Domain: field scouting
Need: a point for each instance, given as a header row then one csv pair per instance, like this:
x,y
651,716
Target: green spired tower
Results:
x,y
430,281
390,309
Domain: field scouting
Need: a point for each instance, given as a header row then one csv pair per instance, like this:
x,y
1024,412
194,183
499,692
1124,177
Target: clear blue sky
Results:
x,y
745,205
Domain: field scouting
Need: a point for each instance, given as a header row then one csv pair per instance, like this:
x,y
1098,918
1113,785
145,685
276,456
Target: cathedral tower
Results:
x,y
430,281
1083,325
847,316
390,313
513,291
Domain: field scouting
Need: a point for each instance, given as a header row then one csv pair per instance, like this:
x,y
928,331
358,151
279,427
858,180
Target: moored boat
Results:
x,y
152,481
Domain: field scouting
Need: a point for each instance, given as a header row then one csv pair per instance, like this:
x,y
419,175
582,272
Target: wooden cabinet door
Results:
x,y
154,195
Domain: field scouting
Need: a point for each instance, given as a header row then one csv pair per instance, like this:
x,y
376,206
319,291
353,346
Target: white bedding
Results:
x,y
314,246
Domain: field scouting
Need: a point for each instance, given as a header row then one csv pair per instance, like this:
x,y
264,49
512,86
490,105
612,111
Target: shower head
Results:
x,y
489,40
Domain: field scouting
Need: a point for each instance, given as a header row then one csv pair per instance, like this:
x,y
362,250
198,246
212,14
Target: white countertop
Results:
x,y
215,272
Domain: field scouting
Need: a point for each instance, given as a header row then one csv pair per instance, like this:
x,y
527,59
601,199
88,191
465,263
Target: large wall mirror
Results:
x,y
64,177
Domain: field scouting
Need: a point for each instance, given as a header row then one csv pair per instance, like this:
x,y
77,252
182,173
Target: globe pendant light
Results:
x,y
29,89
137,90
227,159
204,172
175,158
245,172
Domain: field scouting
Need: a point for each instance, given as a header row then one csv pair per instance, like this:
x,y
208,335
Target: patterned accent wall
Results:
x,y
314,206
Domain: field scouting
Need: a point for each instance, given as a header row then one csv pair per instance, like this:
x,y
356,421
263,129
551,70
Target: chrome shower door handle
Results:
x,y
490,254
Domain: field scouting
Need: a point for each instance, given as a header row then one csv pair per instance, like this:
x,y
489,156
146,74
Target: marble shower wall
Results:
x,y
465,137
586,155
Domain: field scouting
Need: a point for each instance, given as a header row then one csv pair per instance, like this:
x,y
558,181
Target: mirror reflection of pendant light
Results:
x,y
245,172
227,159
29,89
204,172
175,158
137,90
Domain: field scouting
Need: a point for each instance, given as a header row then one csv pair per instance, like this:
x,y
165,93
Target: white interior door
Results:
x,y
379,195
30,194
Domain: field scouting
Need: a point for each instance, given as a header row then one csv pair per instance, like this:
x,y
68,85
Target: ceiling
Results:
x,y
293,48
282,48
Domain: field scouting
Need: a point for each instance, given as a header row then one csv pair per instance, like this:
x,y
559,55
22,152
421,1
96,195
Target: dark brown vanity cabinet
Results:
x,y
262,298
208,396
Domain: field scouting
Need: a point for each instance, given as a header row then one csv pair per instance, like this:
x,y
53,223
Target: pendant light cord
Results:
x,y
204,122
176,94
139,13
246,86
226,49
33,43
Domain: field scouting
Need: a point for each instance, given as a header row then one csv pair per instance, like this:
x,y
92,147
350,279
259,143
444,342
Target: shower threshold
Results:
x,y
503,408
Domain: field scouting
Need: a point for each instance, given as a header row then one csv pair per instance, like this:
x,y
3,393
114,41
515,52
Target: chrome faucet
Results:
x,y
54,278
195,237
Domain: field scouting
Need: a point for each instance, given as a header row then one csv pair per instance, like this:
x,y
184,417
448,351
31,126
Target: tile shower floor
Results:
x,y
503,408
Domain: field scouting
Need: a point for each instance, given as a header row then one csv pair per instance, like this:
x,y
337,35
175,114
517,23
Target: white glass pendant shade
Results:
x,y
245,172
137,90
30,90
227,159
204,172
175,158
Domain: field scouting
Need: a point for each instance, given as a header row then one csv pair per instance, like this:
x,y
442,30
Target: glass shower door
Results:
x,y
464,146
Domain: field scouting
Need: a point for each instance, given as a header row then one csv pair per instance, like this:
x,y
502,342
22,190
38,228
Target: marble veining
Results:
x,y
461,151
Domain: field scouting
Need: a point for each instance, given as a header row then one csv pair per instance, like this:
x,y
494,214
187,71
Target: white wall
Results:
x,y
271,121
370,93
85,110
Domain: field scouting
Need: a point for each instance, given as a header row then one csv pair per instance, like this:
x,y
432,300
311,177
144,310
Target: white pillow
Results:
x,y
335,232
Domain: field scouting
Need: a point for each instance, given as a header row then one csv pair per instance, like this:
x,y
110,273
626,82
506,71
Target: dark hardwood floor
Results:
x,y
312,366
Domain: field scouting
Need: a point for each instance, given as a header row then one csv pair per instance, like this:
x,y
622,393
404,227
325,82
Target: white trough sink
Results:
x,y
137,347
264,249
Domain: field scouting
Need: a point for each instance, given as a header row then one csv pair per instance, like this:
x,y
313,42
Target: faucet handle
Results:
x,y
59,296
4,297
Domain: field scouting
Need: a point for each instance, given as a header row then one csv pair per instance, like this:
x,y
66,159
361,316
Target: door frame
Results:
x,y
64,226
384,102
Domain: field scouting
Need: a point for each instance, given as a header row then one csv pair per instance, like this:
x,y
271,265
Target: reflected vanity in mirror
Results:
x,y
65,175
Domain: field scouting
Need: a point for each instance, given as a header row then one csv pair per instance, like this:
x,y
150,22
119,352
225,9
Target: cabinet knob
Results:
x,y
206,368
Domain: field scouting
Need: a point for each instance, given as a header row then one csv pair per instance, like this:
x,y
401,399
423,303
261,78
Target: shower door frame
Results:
= = = = = = =
**WHAT YOU ARE ASKED TO DO**
Write out the entries above once more, without altering anything.

**TASK RESPONSE**
Domain: field scouting
Need: a point for each instance, given as a header row then one csv pair per instance, like this:
x,y
651,716
Target: green spired tower
Results:
x,y
430,281
390,309
Domain: field scouting
Need: a point for each instance, given as a header row then one csv pair per instance, like this:
x,y
1024,412
194,183
499,692
1124,177
Target: clear blue sky
Results:
x,y
745,205
Domain: field scouting
Need: a point for each instance, given as a header row then one csv pair per instance, like this:
x,y
1098,918
1113,785
145,685
276,456
Target: cathedral tower
Results:
x,y
430,281
1083,325
847,316
390,313
513,291
Domain: field scouting
Need: a point for each instance, given as a header row then one csv pair per instance, like this:
x,y
928,331
358,151
279,427
858,180
Target: moored boat
Results:
x,y
152,481
Domain: field scouting
Need: a point for each instance, given as a header row then one csv pair per instance, like this:
x,y
419,175
582,272
Target: wooden cabinet door
Results:
x,y
154,195
Domain: field scouting
Need: a point for each instance, given as a header row then one csv pair per instance, like this:
x,y
376,206
319,291
353,346
Target: white bedding
Results:
x,y
314,246
Domain: field scouting
Need: a point for each instance, given as a header row then one csv pair per instance, like this:
x,y
264,49
512,86
490,105
612,111
Target: shower head
Results:
x,y
489,40
Domain: field scouting
Need: a point for each instance, given as a header row then one csv pair per instance, like this:
x,y
362,250
198,246
212,14
Target: white countertop
Results:
x,y
215,272
Domain: field scouting
Need: a point for each instance, given as a header row then one csv pair per instance, like this:
x,y
527,59
601,199
88,191
465,263
Target: large wall mirror
Results:
x,y
64,177
Domain: field scouting
Need: a point for each instance, given as a header row then one csv pair per instance, like this:
x,y
77,252
182,173
Target: globe pendant light
Results:
x,y
29,89
137,90
227,159
204,172
175,158
245,172
Domain: field scouting
Need: a point for each instance, given as a header row then one csv pair per instance, like this:
x,y
208,335
Target: patterned accent wall
Results:
x,y
314,206
Domain: field scouting
Need: a point for each instance, given as a header row then one csv pair per instance, like this:
x,y
356,421
263,129
551,70
Target: chrome shower door handle
Results:
x,y
490,254
Domain: field scouting
Need: a point for each instance, given as a header row then one csv pair per instance, like this:
x,y
489,156
146,74
Target: marble shower wall
Results:
x,y
465,137
586,155
Domain: field scouting
Need: a point for each instance, given as a header row then one csv pair per instance, like this:
x,y
558,181
Target: mirror reflection of pendant light
Results:
x,y
245,172
227,159
29,89
204,172
175,158
137,90
Domain: field scouting
Need: a point for each instance, given as a header row then one csv pair per instance, like this:
x,y
165,93
Target: white interior door
Results:
x,y
379,195
30,194
Domain: field scouting
Need: a point for each instance, given as a header row then one csv pair per instance, like this:
x,y
68,85
Target: ceiling
Results:
x,y
293,48
282,48
Domain: field scouting
Need: a point for each instance, given as a header row then one csv pair per instance, like this:
x,y
559,55
22,152
421,1
96,195
Target: dark brown vanity cabinet
Results:
x,y
262,298
208,396
Domain: field scouting
Need: a point for each instance, given as a header row then one csv pair per instance, like this:
x,y
53,223
Target: pendant light cord
Results:
x,y
204,122
176,94
139,13
246,86
226,49
33,43
Domain: field scouting
Need: a point for each instance, given as a header row then one csv pair per instance, like this:
x,y
92,147
350,279
259,143
444,342
Target: shower threshold
Results:
x,y
503,408
Domain: field scouting
Need: a point for each instance, given as a header row then one csv pair per instance, like this:
x,y
3,393
114,41
515,52
Target: chrome faucet
Results:
x,y
54,278
195,237
Domain: field scouting
Need: a point for each instance, given as a header row then one csv pair per instance, like this:
x,y
184,417
448,351
31,126
Target: tile shower floor
Results:
x,y
503,408
Domain: field scouting
Need: a point for each instance, given as a header row then one csv pair per instance, like this:
x,y
337,35
175,114
517,23
Target: white glass pendant shade
Results:
x,y
245,172
137,90
30,90
227,159
204,172
175,158
Domain: field scouting
Need: a point for each instance, given as a header row then one csv pair per instance, like this:
x,y
442,30
Target: glass shower door
Results:
x,y
464,146
Domain: field scouting
Need: a point for each instance, given as a header row then one csv pair per instance, like this:
x,y
502,342
22,190
38,228
Target: marble veining
Results:
x,y
461,151
Domain: field scouting
Need: a point for each instance, given as a header row then one csv pair per instance, like this:
x,y
494,214
187,71
Target: white wall
Results:
x,y
271,121
370,93
85,110
Domain: field scouting
Need: a point for each instance, given as a header row then one csv pair per instance, like this:
x,y
432,300
311,177
144,310
Target: white pillow
Results:
x,y
335,232
Domain: field scouting
Need: a point for each instance, given as a header row then one csv pair per instance, like this:
x,y
110,273
626,82
506,71
Target: dark hardwood floor
Results:
x,y
312,366
Domain: field scouting
Need: a point for each instance, given as a header row then one csv pair per instance, like this:
x,y
622,393
404,227
325,82
Target: white trough sink
Results:
x,y
137,347
264,249
Domain: field scouting
Need: a point for each instance, given as a header row then one csv pair per instance, like this:
x,y
313,42
Target: faucet handle
Results:
x,y
59,296
4,297
Domain: field scouting
Need: a point for each instance, given as a header row then one csv pair per instance, like this:
x,y
66,159
361,316
Target: door frame
Results:
x,y
64,226
384,102
Domain: field scouting
Need: a point for each instance, given as a header row then one csv pair per instance, like this:
x,y
271,265
Target: reflected vanity in mirror
Results:
x,y
65,175
Domain: field scouting
Need: a point for each instance, given as a header row then one csv pair per instance, like this:
x,y
150,22
119,352
225,9
Target: cabinet knob
Results:
x,y
206,368
Domain: field scouting
Need: a point for each instance, given as a header row then one csv pair per instance, like this:
x,y
401,399
423,303
261,78
Target: shower door frame
Results:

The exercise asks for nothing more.